#### WORK TO COMPLETE:
The required output is the complete listing, copied word for word.

**********

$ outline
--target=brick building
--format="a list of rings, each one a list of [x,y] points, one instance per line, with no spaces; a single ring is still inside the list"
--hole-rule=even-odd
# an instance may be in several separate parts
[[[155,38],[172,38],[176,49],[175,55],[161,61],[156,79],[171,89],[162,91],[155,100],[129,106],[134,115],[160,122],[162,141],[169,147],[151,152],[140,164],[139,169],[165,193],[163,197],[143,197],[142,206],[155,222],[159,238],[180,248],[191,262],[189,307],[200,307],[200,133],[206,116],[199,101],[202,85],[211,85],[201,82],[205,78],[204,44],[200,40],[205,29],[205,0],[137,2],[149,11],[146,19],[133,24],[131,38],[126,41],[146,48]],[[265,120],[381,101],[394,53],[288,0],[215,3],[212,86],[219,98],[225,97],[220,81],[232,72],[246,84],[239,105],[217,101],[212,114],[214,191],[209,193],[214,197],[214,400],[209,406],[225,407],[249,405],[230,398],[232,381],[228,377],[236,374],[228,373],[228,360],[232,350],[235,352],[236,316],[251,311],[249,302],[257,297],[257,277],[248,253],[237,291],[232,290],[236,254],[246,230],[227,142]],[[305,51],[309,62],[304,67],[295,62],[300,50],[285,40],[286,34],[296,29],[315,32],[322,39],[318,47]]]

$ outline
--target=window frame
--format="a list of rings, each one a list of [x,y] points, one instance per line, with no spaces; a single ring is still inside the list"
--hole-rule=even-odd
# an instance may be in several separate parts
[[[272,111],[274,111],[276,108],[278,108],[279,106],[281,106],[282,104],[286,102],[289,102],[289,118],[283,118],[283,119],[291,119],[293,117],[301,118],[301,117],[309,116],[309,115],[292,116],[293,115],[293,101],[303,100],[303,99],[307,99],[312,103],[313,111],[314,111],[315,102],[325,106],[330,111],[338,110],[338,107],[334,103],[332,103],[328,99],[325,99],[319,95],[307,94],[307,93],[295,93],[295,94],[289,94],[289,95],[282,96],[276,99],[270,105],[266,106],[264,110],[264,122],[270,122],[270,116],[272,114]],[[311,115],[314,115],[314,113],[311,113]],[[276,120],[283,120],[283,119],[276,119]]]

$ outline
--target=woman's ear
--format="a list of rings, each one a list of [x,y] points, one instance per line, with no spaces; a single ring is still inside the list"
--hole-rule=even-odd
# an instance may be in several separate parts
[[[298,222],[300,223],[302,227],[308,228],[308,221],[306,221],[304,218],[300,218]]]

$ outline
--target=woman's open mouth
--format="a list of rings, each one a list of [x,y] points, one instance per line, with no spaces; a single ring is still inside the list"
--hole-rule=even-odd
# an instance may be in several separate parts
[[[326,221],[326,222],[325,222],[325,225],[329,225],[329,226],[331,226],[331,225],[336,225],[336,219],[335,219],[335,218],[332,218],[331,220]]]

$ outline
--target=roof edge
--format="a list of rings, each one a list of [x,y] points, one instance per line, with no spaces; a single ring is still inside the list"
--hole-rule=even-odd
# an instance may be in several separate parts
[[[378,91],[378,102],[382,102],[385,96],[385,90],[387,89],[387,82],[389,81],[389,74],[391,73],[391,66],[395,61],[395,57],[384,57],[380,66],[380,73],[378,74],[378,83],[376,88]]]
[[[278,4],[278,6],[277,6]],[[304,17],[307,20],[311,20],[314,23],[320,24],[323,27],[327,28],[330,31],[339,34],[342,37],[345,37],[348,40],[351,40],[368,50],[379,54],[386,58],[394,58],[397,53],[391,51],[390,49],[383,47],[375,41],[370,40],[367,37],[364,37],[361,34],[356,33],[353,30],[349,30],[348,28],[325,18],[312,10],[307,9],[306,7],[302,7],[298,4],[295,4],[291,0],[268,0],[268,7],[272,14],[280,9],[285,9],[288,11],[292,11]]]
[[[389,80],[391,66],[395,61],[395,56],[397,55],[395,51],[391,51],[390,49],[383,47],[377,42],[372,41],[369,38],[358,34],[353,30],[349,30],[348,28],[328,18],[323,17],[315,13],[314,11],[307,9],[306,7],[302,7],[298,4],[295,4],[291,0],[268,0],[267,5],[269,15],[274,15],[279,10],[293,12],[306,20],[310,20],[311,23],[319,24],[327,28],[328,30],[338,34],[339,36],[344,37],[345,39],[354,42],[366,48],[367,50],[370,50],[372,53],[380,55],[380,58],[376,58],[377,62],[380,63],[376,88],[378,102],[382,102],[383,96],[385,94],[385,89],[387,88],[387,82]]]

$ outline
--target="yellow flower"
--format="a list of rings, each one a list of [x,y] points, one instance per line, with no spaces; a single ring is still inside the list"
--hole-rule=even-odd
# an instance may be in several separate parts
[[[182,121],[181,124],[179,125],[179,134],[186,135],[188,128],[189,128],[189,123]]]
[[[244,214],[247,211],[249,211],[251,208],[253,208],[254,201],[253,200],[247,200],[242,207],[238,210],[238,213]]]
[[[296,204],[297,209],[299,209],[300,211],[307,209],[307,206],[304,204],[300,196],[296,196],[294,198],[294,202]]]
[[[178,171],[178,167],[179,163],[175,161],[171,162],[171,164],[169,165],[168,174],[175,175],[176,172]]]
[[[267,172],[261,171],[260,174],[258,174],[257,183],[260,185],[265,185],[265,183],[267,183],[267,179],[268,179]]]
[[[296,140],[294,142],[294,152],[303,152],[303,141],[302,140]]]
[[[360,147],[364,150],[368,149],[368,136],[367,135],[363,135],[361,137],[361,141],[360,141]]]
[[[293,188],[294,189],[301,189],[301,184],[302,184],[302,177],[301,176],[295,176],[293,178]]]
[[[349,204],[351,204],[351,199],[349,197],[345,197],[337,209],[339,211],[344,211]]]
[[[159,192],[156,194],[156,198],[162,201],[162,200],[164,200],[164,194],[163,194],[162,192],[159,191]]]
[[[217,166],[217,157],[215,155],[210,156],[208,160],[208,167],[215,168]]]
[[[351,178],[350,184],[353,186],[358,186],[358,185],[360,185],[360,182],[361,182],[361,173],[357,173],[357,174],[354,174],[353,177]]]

**********

#### ANSWER BOX:
$ outline
--target=brick building
--format="a list of rings, each one a list of [x,y] points, one instance per line, with no spaces; a single ring is still inside the list"
--hole-rule=even-odd
# an instance may be in several separate parts
[[[155,38],[172,38],[176,49],[175,55],[161,61],[156,79],[171,89],[162,91],[155,100],[129,106],[134,115],[160,122],[162,141],[169,147],[151,152],[140,164],[139,169],[165,193],[163,197],[143,197],[142,206],[155,222],[159,238],[180,248],[191,262],[189,307],[200,307],[200,133],[206,116],[199,101],[202,85],[211,85],[201,82],[205,78],[204,44],[200,40],[205,29],[205,0],[137,2],[149,11],[146,19],[133,24],[131,38],[126,41],[146,48]],[[265,120],[381,101],[394,53],[288,0],[215,3],[212,86],[219,98],[225,97],[220,81],[232,72],[246,84],[239,105],[217,101],[212,114],[214,191],[209,193],[214,197],[214,400],[209,406],[225,407],[249,405],[230,398],[232,381],[228,377],[236,374],[228,373],[228,360],[232,350],[235,352],[236,316],[251,311],[249,302],[257,297],[257,277],[248,253],[237,291],[232,290],[236,254],[246,230],[227,142]],[[305,51],[309,62],[304,67],[295,62],[300,50],[285,40],[286,34],[296,29],[315,32],[322,39],[318,47]]]

$ outline
--target=window frame
--format="a list of rings, each one a list of [x,y] points, one instance per line, with no spaces; a single ring is still inside the list"
--hole-rule=even-odd
# an instance may be in several separate parts
[[[272,111],[274,111],[276,108],[278,108],[279,106],[281,106],[282,104],[286,102],[289,102],[289,118],[283,118],[283,119],[291,119],[293,117],[301,118],[301,117],[309,116],[309,115],[292,116],[293,115],[293,101],[303,100],[303,99],[307,99],[312,103],[313,111],[314,111],[315,102],[325,106],[330,111],[338,110],[338,107],[334,103],[332,103],[328,99],[325,99],[319,95],[307,94],[307,93],[295,93],[295,94],[289,94],[289,95],[282,96],[276,99],[270,105],[266,106],[264,110],[264,122],[270,122],[270,116],[272,114]],[[311,115],[314,115],[314,113],[311,113]],[[276,120],[283,120],[283,119],[276,119]]]

$ outline
--target=woman's ear
--format="a list of rings, each one a list of [x,y] points, one instance per line, with no spaces; a single ring is still inside the list"
--hole-rule=even-odd
# an instance may be in several separate parts
[[[298,222],[300,223],[302,227],[308,228],[308,221],[306,221],[304,218],[300,218]]]

$ outline
--target=woman's open mouth
--format="a list of rings, each one a list of [x,y] points, one instance per line, with no spaces; a single ring is still inside the list"
--hole-rule=even-odd
# an instance may be in several separate parts
[[[326,221],[326,222],[325,222],[325,225],[329,225],[329,226],[331,226],[331,225],[336,225],[336,219],[335,219],[335,218],[332,218],[331,220]]]

$ outline
--target=roof edge
--format="a list of rings, each one a list of [x,y] points, one instance per line, with no spaces; a single ring is still inside the list"
--hole-rule=even-odd
# an instance may be in several separate parts
[[[378,91],[378,102],[382,102],[385,96],[385,90],[387,89],[387,82],[389,81],[389,74],[391,73],[391,66],[395,61],[395,57],[384,57],[380,66],[380,73],[378,74],[378,83],[376,88]]]
[[[278,4],[278,6],[277,6]],[[304,17],[307,20],[311,20],[314,23],[320,24],[323,27],[327,28],[330,31],[339,34],[342,37],[345,37],[348,40],[351,40],[368,50],[379,54],[386,58],[394,58],[397,53],[391,51],[390,49],[383,47],[375,41],[370,40],[367,37],[364,37],[361,34],[356,33],[353,30],[349,30],[348,28],[325,18],[312,10],[307,9],[306,7],[302,7],[298,4],[295,4],[291,0],[268,0],[268,7],[272,14],[280,9],[285,9],[288,11],[292,11]]]
[[[389,80],[391,66],[395,61],[395,56],[397,55],[395,51],[391,51],[390,49],[383,47],[377,42],[372,41],[369,38],[358,34],[353,30],[349,30],[348,28],[328,18],[323,17],[315,13],[314,11],[307,9],[306,7],[302,7],[298,4],[295,4],[291,0],[268,0],[267,5],[269,15],[274,15],[279,10],[293,12],[306,20],[310,20],[311,23],[319,24],[327,28],[328,30],[338,34],[339,36],[344,37],[345,39],[354,42],[366,48],[367,50],[370,50],[372,53],[380,55],[380,58],[376,58],[377,62],[380,63],[376,88],[378,102],[382,102],[383,96],[385,94],[385,89],[387,88],[387,82]]]

$ outline
--target="yellow flower"
--format="a list of rings, each one a list of [x,y] points, one instance per line, with no spaces; a single ring is still inside the list"
--hole-rule=even-odd
# an instance may be in several separate parts
[[[182,121],[181,124],[179,125],[179,134],[186,135],[188,128],[189,128],[189,123]]]
[[[244,214],[247,211],[249,211],[251,208],[253,208],[254,201],[253,200],[247,200],[242,207],[238,210],[238,213]]]
[[[296,204],[297,209],[299,209],[300,211],[307,209],[307,206],[304,204],[300,196],[296,196],[294,198],[294,202]]]
[[[178,171],[178,167],[179,163],[175,161],[171,162],[171,164],[169,165],[168,174],[175,175],[176,172]]]
[[[267,172],[261,171],[260,174],[258,174],[257,183],[260,185],[265,185],[265,183],[267,183],[267,179],[268,179]]]
[[[296,140],[294,142],[294,152],[303,152],[303,141],[302,140]]]
[[[360,147],[364,150],[368,149],[368,136],[367,135],[363,135],[361,137],[361,141],[360,141]]]
[[[293,188],[294,189],[301,189],[301,184],[302,184],[302,177],[301,176],[295,176],[293,178]]]
[[[349,204],[351,204],[351,199],[349,197],[345,197],[337,209],[339,211],[344,211]]]
[[[159,192],[156,194],[156,198],[162,201],[162,200],[164,200],[164,194],[163,194],[162,192],[159,191]]]
[[[217,166],[217,157],[215,155],[210,156],[208,160],[208,167],[215,168]]]
[[[351,178],[350,184],[353,186],[358,186],[358,185],[360,185],[360,182],[361,182],[361,173],[357,173],[357,174],[354,174],[353,177]]]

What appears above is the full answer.